━━━━━ SUPPLIED MATERIAL ━━━━━

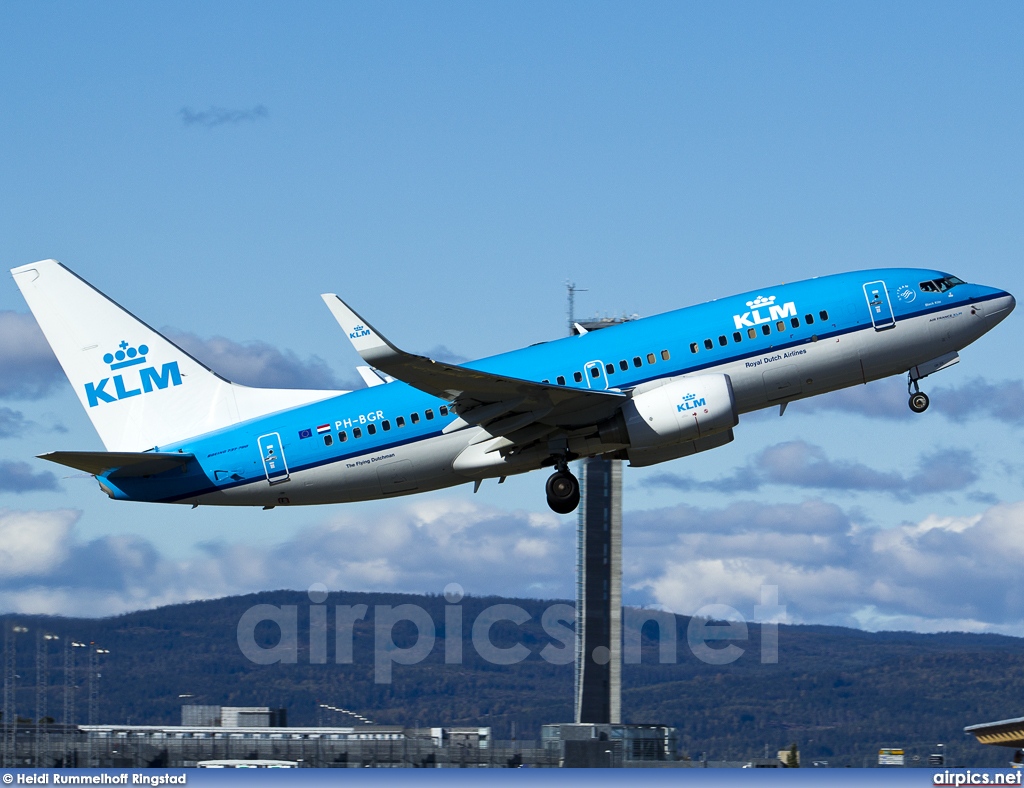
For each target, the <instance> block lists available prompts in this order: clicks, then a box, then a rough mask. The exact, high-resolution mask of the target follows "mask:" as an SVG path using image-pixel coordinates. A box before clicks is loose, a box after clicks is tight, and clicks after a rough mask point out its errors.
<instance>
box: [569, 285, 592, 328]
mask: <svg viewBox="0 0 1024 788" xmlns="http://www.w3.org/2000/svg"><path fill="white" fill-rule="evenodd" d="M565 291H566V293H567V298H568V302H569V311H568V317H569V336H570V337H571V336H573V335H575V334H579V333H580V332H578V331H577V327H575V294H577V293H586V292H587V291H586V290H584V289H582V288H578V287H577V286H575V282H574V281H569V280H568V279H566V280H565Z"/></svg>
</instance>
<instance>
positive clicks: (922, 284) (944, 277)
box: [918, 276, 966, 293]
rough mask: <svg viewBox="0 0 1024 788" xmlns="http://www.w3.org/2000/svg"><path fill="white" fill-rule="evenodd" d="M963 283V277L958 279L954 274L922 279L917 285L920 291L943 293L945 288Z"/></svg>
mask: <svg viewBox="0 0 1024 788" xmlns="http://www.w3.org/2000/svg"><path fill="white" fill-rule="evenodd" d="M965 283H966V282H965V281H964V279H958V278H956V277H955V276H943V277H942V278H941V279H932V280H930V281H923V282H921V284H919V286H918V287H920V288H921V292H922V293H945V292H946V291H947V290H952V289H953V288H955V287H956V286H957V284H965Z"/></svg>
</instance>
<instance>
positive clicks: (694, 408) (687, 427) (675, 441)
mask: <svg viewBox="0 0 1024 788" xmlns="http://www.w3.org/2000/svg"><path fill="white" fill-rule="evenodd" d="M623 420H624V421H625V427H626V433H627V436H628V438H629V449H630V450H631V452H632V451H633V450H643V449H651V448H662V447H668V446H671V445H674V444H677V443H685V442H689V441H696V440H702V439H705V438H709V437H711V436H713V435H717V434H718V433H721V432H726V431H728V430H731V429H732V428H733V427H735V426H736V425H737V424H738V423H739V418H738V415H737V414H736V405H735V399H734V397H733V395H732V382H731V381H730V380H729V376H727V375H692V376H685V377H681V378H670V379H667V380H665V381H652V382H651V383H650V384H647V386H640V387H637V388H636V389H634V391H633V396H632V398H631V399H630V401H629V402H627V403H626V404H625V405H624V406H623Z"/></svg>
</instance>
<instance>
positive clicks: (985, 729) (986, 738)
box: [964, 717, 1024, 769]
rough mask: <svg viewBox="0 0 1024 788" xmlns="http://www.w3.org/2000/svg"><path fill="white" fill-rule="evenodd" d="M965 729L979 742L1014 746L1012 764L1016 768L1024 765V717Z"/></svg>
mask: <svg viewBox="0 0 1024 788" xmlns="http://www.w3.org/2000/svg"><path fill="white" fill-rule="evenodd" d="M964 731H965V732H966V733H969V734H972V735H973V736H974V738H976V739H977V740H978V743H979V744H990V745H994V746H996V747H1010V748H1012V749H1013V750H1014V752H1013V756H1012V760H1011V761H1010V765H1012V767H1014V768H1015V769H1021V768H1022V767H1024V717H1016V718H1014V719H999V720H998V721H995V723H982V724H980V725H976V726H968V727H967V728H965V729H964Z"/></svg>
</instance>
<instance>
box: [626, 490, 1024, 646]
mask: <svg viewBox="0 0 1024 788" xmlns="http://www.w3.org/2000/svg"><path fill="white" fill-rule="evenodd" d="M815 520H817V521H818V523H819V525H818V527H816V528H815V527H814V525H813V523H814V521H815ZM631 521H632V522H631ZM637 521H639V524H640V528H639V530H640V531H641V532H643V531H645V530H649V529H650V524H651V523H660V524H664V525H662V527H660V528H659V530H658V533H665V530H668V528H673V527H674V528H675V529H676V531H677V533H676V535H675V538H674V539H672V541H669V540H667V539H660V540H653V541H652V540H651V539H650V538H649V536H648V538H647V539H646V540H645V541H642V542H641V543H637V540H636V535H637V534H636V530H637V525H638V523H637ZM670 524H671V525H670ZM809 525H810V527H808V526H809ZM631 527H632V529H631ZM625 529H626V544H625V546H624V550H625V551H626V555H627V556H628V558H627V565H628V567H629V574H630V576H631V578H632V579H631V584H632V586H633V589H634V592H635V593H636V592H639V593H643V594H647V595H649V597H650V600H651V601H653V602H655V603H657V604H659V605H663V606H666V607H667V608H669V609H672V610H674V611H676V612H678V613H692V612H693V611H694V610H696V609H697V608H699V607H700V606H701V605H706V604H709V603H713V602H718V603H724V604H728V605H731V606H733V607H736V608H737V609H739V610H740V611H741V612H743V613H744V614H746V615H751V614H752V612H753V608H754V606H755V605H756V604H758V601H759V597H760V588H761V585H762V584H770V585H778V586H779V593H780V595H781V597H782V602H783V604H786V605H787V608H788V613H790V616H791V620H796V621H802V622H808V623H810V622H814V623H834V624H844V625H853V626H868V627H871V628H897V627H905V628H912V629H915V630H921V631H939V630H942V629H946V628H954V627H955V628H965V629H969V630H972V631H1005V632H1010V633H1017V634H1024V576H1022V574H1021V572H1020V571H1019V568H1020V567H1019V561H1018V560H1017V558H1018V554H1019V544H1020V533H1021V532H1022V529H1024V502H1017V504H1009V505H999V506H994V507H992V508H990V509H988V510H987V511H985V512H983V513H981V514H979V515H975V516H970V517H956V518H951V517H940V516H936V515H929V516H926V517H924V518H923V519H922V520H921V521H920V522H916V523H903V524H900V525H897V526H895V527H892V528H884V529H877V528H864V527H862V526H860V525H858V524H857V523H856V522H854V521H853V520H851V519H850V518H849V517H848V516H847V515H846V514H845V513H843V512H842V510H840V509H839V508H838V507H836V506H834V505H830V504H824V502H822V501H805V502H804V504H801V505H775V506H762V507H757V508H756V511H755V510H754V508H753V507H752V505H744V504H737V505H733V506H730V507H727V508H725V509H722V510H709V511H705V510H698V509H695V508H691V507H678V508H676V509H673V510H663V511H659V512H647V513H641V514H639V515H637V516H634V518H627V522H626V525H625Z"/></svg>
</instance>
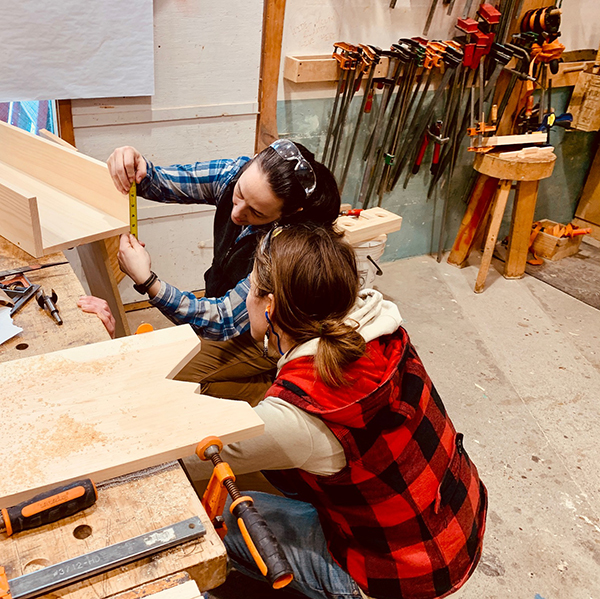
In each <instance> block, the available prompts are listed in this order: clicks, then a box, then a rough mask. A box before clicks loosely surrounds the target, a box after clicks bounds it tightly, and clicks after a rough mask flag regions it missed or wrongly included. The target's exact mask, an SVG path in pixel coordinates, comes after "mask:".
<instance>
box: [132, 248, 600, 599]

━━━━━

Your answer should be every entry repeated exactly, minus the pictures.

# ANSWER BELOW
For each target, the <instance> block lists available prompts in this order: clicks, then a box, then a rough mask. The exact, high-resolution mask of the target follows "mask:" as an SVG path using image-pixel coordinates. A box before clicks is loose, a box after clicks is tight, and clicks after a rough mask point out its errors.
<instance>
box: [569, 285, 592, 328]
mask: <svg viewBox="0 0 1024 788" xmlns="http://www.w3.org/2000/svg"><path fill="white" fill-rule="evenodd" d="M565 291H566V293H567V298H568V302H569V311H568V317H569V336H570V337H571V336H573V335H575V334H579V333H580V332H578V331H577V327H575V294H577V293H586V292H587V291H586V290H584V289H582V288H578V287H577V286H575V282H574V281H569V280H568V279H566V280H565Z"/></svg>
</instance>
<instance>
positive clicks: (922, 284) (944, 277)
box: [918, 276, 966, 293]
rough mask: <svg viewBox="0 0 1024 788" xmlns="http://www.w3.org/2000/svg"><path fill="white" fill-rule="evenodd" d="M963 283V277L958 279L954 274L922 279L917 285L920 291L943 293L945 288Z"/></svg>
mask: <svg viewBox="0 0 1024 788" xmlns="http://www.w3.org/2000/svg"><path fill="white" fill-rule="evenodd" d="M965 283H966V282H965V281H964V279H958V278H956V277H955V276H943V277H942V278H941V279H932V280H930V281H923V282H921V284H919V286H918V287H920V288H921V292H922V293H945V292H946V291H947V290H952V289H953V288H955V287H956V286H957V284H965Z"/></svg>
</instance>
<instance>
positive clicks: (694, 408) (687, 427) (675, 441)
mask: <svg viewBox="0 0 1024 788" xmlns="http://www.w3.org/2000/svg"><path fill="white" fill-rule="evenodd" d="M623 420H624V421H625V427H626V433H627V436H628V438H629V449H630V450H631V452H632V451H633V450H643V449H651V448H662V447H668V446H671V445H674V444H677V443H685V442H689V441H696V440H702V439H705V438H709V437H711V436H713V435H717V434H718V433H721V432H726V431H728V430H731V429H732V428H733V427H735V426H736V425H737V424H738V423H739V418H738V415H737V414H736V405H735V399H734V397H733V395H732V382H731V381H730V380H729V376H727V375H692V376H685V377H681V378H670V379H667V380H665V381H652V382H651V383H650V384H647V386H640V387H637V388H636V389H634V391H633V396H632V398H631V399H630V401H629V402H627V403H626V404H625V405H624V406H623Z"/></svg>
</instance>
<instance>
positive clicks: (985, 729) (986, 738)
box: [964, 717, 1024, 769]
rough mask: <svg viewBox="0 0 1024 788" xmlns="http://www.w3.org/2000/svg"><path fill="white" fill-rule="evenodd" d="M965 729L979 742L1014 746L1012 764L1016 768L1024 765V717Z"/></svg>
mask: <svg viewBox="0 0 1024 788" xmlns="http://www.w3.org/2000/svg"><path fill="white" fill-rule="evenodd" d="M964 731H965V732H966V733H969V734H972V735H973V736H974V738H976V739H977V740H978V743H979V744H990V745H994V746H996V747H1010V748H1012V749H1013V750H1014V752H1013V756H1012V760H1011V761H1010V765H1012V767H1014V768H1015V769H1021V768H1022V767H1024V717H1016V718H1014V719H999V720H998V721H995V723H982V724H980V725H976V726H968V727H967V728H965V729H964Z"/></svg>
</instance>
<instance>
box: [626, 490, 1024, 646]
mask: <svg viewBox="0 0 1024 788" xmlns="http://www.w3.org/2000/svg"><path fill="white" fill-rule="evenodd" d="M815 520H817V521H818V523H819V525H818V527H816V528H815V527H814V525H813V523H814V521H815ZM631 521H632V522H631ZM637 521H639V524H640V528H639V530H640V531H641V532H643V531H645V530H649V529H650V524H651V523H660V524H664V525H662V527H660V528H659V530H658V533H665V530H668V528H673V527H674V528H675V529H676V531H677V533H676V535H675V538H674V539H672V541H669V540H667V539H660V540H653V541H652V540H651V539H650V538H649V536H648V538H647V539H646V540H645V541H642V542H641V543H637V540H636V535H637V534H636V530H637V525H638V523H637ZM670 524H671V525H670ZM809 525H810V527H808V526H809ZM631 527H632V529H631ZM625 529H626V544H625V546H624V550H625V551H626V555H627V556H628V558H627V565H628V567H629V574H630V576H631V578H632V579H631V584H632V586H633V589H634V592H635V593H636V592H639V593H643V594H647V595H649V597H650V600H651V601H653V602H655V603H657V604H659V605H663V606H666V607H667V608H669V609H672V610H674V611H676V612H678V613H692V612H693V611H694V610H696V609H697V608H699V607H700V606H701V605H706V604H709V603H713V602H718V603H724V604H728V605H731V606H733V607H736V608H737V609H739V610H740V611H741V612H743V613H744V614H746V615H751V614H752V612H753V608H754V606H755V605H756V604H758V601H759V597H760V588H761V585H762V584H770V585H778V586H779V593H780V595H781V597H782V602H783V604H786V605H787V608H788V613H790V616H791V620H796V621H802V622H808V623H810V622H814V623H834V624H844V625H853V626H868V627H871V628H897V627H905V628H912V629H915V630H921V631H939V630H942V629H946V628H954V627H955V628H965V629H969V630H972V631H1005V632H1010V633H1017V634H1024V576H1022V574H1021V572H1020V571H1019V568H1020V567H1019V561H1018V560H1017V558H1018V554H1019V544H1020V533H1021V532H1022V529H1024V502H1017V504H1009V505H999V506H994V507H992V508H990V509H988V510H987V511H985V512H983V513H981V514H979V515H975V516H970V517H956V518H951V517H940V516H936V515H929V516H926V517H924V518H923V519H922V520H921V521H920V522H916V523H903V524H900V525H897V526H895V527H892V528H884V529H877V528H864V527H862V526H860V525H858V524H857V523H856V522H854V521H853V520H851V519H850V518H849V517H848V516H847V515H846V514H845V513H843V512H842V510H840V509H839V508H838V507H836V506H834V505H830V504H824V502H822V501H805V502H804V504H801V505H775V506H762V507H757V508H756V511H755V510H754V508H753V507H752V505H744V504H737V505H733V506H730V507H727V508H725V509H722V510H709V511H705V510H698V509H695V508H691V507H678V508H676V509H673V510H663V511H659V512H647V513H641V514H639V515H637V516H634V518H627V522H626V525H625Z"/></svg>
</instance>
In each <instance> block, the available prompts are listed in this order: clicks, then a box, then a rough mask. A box before clicks loosely surrounds the target, a box after clicks bounds it tightly, and clicks after a rough mask flag regions it missed or wrongly included. The target's exact mask, an SVG path in pixel coordinates, comes after "mask:".
<instance>
box: [132, 248, 600, 599]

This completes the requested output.